Point localization data:

---

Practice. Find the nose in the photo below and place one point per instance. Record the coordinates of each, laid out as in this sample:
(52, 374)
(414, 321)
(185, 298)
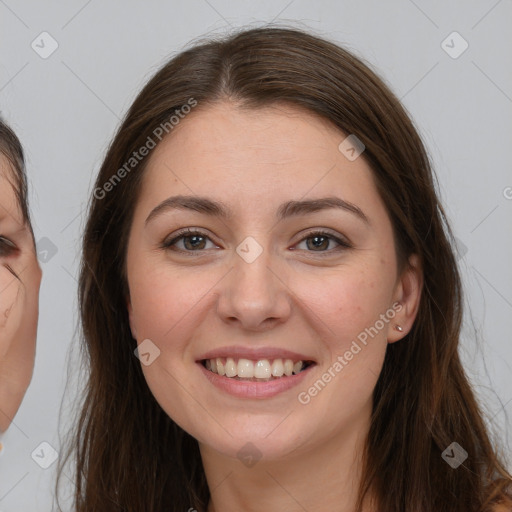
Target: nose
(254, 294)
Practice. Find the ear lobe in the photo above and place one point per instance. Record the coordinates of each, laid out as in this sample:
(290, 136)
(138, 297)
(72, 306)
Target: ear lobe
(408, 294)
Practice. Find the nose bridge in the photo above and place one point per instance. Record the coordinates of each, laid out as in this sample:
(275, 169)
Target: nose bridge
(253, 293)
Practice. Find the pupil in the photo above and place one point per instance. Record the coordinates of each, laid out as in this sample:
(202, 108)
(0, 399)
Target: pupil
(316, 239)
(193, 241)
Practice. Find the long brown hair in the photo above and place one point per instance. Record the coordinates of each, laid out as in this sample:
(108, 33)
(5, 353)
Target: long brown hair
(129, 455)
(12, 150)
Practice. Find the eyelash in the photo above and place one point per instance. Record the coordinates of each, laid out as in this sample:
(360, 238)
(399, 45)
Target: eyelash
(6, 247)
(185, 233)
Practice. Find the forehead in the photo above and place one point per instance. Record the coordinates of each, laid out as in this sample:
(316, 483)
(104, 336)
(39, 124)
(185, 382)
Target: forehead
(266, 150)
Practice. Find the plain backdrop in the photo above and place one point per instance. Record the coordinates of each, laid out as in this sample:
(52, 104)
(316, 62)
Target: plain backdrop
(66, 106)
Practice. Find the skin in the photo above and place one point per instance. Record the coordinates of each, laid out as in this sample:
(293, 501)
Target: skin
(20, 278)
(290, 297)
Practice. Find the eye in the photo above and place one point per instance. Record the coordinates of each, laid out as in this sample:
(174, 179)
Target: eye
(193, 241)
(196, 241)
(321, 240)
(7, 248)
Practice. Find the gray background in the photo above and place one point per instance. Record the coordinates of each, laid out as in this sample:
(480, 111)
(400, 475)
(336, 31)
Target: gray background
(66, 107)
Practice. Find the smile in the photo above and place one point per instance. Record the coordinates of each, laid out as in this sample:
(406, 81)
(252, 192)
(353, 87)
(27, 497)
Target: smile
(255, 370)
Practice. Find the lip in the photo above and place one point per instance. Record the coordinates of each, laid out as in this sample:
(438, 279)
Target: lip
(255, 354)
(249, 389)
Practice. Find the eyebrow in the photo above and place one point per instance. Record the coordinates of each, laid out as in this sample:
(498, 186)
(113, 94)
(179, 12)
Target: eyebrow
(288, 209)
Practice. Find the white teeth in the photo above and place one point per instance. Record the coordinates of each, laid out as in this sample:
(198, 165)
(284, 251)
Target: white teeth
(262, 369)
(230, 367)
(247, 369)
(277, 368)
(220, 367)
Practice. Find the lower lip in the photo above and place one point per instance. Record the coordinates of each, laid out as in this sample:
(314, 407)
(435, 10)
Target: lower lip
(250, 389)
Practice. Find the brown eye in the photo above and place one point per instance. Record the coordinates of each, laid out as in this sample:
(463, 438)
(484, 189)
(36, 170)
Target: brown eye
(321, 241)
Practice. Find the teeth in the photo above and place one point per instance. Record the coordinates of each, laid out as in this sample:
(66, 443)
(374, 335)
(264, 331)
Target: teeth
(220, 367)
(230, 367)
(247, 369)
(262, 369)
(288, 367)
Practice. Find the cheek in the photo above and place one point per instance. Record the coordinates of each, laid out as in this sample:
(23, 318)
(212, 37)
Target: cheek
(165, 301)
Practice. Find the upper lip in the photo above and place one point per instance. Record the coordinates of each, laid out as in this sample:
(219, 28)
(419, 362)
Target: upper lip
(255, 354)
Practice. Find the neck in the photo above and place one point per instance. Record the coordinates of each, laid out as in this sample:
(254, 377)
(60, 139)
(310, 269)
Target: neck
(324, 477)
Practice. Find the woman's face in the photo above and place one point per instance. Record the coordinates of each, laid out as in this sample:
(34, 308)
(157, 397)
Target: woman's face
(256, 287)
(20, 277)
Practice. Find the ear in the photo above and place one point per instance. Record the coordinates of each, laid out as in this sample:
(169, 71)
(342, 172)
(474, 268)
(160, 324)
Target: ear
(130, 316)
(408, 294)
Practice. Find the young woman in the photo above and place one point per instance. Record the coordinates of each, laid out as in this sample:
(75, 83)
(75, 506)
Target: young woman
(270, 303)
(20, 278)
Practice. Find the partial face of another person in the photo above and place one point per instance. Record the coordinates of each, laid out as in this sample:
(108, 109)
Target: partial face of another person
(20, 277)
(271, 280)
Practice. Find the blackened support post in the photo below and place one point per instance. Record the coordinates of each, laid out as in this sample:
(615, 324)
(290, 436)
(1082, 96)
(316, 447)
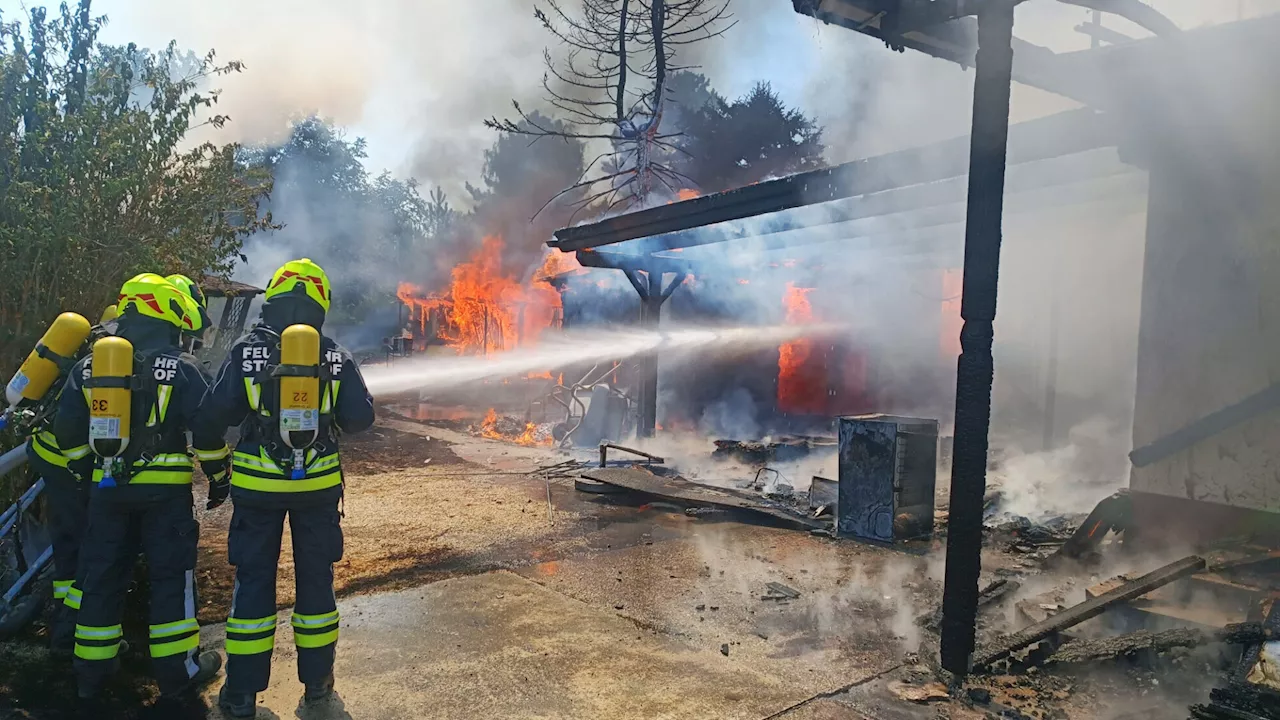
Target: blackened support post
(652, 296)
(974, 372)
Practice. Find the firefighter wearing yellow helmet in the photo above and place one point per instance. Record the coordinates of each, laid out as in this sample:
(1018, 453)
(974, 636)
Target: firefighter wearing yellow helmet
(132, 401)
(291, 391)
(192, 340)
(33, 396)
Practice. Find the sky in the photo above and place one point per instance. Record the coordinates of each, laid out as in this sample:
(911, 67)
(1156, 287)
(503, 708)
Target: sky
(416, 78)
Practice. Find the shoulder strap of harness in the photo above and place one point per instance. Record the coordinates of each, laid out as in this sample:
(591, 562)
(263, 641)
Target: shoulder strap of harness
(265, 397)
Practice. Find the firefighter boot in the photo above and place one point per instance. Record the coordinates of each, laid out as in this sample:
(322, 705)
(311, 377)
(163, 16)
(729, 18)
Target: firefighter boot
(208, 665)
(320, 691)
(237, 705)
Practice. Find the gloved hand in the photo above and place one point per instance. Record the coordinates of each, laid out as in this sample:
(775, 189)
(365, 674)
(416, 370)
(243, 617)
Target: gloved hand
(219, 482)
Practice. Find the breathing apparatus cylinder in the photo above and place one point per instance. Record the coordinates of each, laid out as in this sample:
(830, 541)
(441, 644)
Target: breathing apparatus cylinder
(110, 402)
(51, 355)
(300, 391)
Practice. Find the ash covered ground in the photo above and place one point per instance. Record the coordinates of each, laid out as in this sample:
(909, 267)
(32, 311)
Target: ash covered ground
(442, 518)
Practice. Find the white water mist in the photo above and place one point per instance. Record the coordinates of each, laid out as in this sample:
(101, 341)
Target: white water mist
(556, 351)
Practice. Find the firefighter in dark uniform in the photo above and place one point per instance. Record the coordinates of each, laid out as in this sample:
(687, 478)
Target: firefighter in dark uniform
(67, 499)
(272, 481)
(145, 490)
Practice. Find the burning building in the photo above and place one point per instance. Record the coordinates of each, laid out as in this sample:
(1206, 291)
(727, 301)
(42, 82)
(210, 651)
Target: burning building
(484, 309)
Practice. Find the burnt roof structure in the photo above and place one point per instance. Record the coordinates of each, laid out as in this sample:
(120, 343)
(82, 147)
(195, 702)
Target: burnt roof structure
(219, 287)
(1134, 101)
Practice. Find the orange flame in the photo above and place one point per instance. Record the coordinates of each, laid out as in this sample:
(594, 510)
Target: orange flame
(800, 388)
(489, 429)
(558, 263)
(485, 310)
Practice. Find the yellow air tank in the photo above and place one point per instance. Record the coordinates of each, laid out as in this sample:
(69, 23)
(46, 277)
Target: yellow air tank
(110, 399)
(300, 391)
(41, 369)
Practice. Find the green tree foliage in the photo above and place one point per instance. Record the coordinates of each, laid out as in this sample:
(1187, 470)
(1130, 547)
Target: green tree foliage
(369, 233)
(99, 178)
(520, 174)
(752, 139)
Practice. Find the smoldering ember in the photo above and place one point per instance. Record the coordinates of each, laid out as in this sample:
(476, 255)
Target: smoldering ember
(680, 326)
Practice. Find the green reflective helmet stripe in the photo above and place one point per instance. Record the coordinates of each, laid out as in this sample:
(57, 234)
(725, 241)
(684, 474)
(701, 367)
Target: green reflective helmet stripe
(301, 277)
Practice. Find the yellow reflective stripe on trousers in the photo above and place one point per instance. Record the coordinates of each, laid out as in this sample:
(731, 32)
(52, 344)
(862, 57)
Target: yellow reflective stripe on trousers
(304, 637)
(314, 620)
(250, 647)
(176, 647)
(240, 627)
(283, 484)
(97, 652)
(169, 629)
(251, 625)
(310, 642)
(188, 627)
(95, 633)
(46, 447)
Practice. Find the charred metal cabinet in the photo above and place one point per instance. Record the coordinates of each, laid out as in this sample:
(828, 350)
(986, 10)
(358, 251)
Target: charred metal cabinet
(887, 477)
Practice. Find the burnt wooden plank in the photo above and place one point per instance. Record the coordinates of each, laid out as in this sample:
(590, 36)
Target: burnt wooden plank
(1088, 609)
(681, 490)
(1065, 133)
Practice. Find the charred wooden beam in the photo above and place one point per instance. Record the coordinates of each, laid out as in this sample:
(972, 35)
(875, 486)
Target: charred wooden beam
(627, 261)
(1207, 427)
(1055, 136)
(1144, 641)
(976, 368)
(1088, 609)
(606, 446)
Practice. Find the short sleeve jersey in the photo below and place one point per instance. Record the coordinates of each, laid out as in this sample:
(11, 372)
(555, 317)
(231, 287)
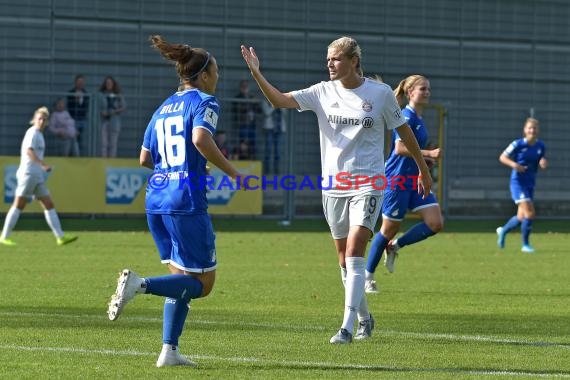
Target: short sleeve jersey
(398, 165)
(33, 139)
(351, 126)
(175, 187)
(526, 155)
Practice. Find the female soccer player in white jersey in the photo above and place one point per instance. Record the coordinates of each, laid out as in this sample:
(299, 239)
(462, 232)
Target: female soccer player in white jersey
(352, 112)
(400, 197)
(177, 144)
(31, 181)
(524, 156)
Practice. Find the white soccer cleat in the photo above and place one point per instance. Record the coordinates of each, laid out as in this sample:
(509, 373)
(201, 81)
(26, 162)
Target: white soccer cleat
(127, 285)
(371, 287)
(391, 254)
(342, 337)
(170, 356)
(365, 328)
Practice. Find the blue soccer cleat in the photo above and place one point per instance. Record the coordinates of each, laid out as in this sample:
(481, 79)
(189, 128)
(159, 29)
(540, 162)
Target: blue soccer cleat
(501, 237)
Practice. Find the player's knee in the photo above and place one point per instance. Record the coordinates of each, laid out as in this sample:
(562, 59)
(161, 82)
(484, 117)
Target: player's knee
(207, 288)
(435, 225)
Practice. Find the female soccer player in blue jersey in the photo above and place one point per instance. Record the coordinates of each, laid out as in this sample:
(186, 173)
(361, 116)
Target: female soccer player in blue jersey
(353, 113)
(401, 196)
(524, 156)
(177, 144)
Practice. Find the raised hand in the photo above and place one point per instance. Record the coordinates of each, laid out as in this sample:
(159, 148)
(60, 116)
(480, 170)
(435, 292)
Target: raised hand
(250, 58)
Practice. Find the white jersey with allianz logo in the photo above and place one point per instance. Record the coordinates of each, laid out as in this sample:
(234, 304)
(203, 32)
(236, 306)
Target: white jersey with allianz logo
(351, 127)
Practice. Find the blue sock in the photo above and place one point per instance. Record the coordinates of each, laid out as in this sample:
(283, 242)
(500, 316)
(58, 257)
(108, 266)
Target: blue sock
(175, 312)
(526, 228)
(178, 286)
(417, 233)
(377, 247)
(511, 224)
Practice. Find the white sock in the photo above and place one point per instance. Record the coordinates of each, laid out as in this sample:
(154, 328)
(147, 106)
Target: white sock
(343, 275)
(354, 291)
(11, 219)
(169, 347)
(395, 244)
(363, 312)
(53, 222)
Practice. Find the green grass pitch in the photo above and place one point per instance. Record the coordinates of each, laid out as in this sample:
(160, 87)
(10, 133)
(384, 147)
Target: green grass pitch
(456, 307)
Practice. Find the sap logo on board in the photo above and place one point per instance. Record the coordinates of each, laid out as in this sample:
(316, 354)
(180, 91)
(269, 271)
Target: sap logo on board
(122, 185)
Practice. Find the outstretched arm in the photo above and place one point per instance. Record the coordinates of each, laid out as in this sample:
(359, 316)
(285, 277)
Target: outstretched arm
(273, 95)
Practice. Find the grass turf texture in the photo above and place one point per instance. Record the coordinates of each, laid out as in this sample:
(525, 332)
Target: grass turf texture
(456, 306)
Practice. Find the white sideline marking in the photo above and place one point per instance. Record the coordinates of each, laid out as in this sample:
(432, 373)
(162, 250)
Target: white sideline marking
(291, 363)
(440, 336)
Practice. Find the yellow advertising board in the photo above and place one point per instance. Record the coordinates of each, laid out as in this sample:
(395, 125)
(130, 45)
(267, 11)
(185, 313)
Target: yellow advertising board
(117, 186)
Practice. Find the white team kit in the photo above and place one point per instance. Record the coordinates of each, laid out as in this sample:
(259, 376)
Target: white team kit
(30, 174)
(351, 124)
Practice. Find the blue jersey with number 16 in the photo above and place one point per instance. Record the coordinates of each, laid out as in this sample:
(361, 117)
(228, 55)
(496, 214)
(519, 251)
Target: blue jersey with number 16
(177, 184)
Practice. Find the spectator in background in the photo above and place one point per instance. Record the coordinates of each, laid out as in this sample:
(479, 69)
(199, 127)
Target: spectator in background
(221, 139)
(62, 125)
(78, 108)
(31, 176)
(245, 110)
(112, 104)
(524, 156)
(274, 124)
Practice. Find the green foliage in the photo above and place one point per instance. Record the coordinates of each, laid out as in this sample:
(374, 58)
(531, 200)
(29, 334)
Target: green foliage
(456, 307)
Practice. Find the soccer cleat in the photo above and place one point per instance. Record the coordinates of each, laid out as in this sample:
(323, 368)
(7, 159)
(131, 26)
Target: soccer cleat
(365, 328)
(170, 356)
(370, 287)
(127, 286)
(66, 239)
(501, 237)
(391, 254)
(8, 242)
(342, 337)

---

Task →
Set down, exactly as they appear above, all lines from the one that has "Target: blackened support post" down to the one that has "Practice. Find the shoulder", including those two and no others.

Solution to the problem →
Target: blackened support post
(652, 296)
(974, 372)
Practice. Find the firefighter wearing yellow helmet in the photo above and place one point per instance. Record the coordinates of each, laid out as in this sample:
(1018, 453)
(974, 636)
Target: firefighter wearing yellow helmet
(132, 401)
(291, 391)
(192, 340)
(33, 396)
Practice. Find the sky in the photo above and place one point per instance. Record the coordinates of each, laid out as in this sample:
(911, 67)
(1156, 287)
(503, 708)
Target: sky
(416, 78)
Practice. Find the shoulder strap of harness in the photo above and place one point per instance. Record the coordinates of each, laid out as in this sample:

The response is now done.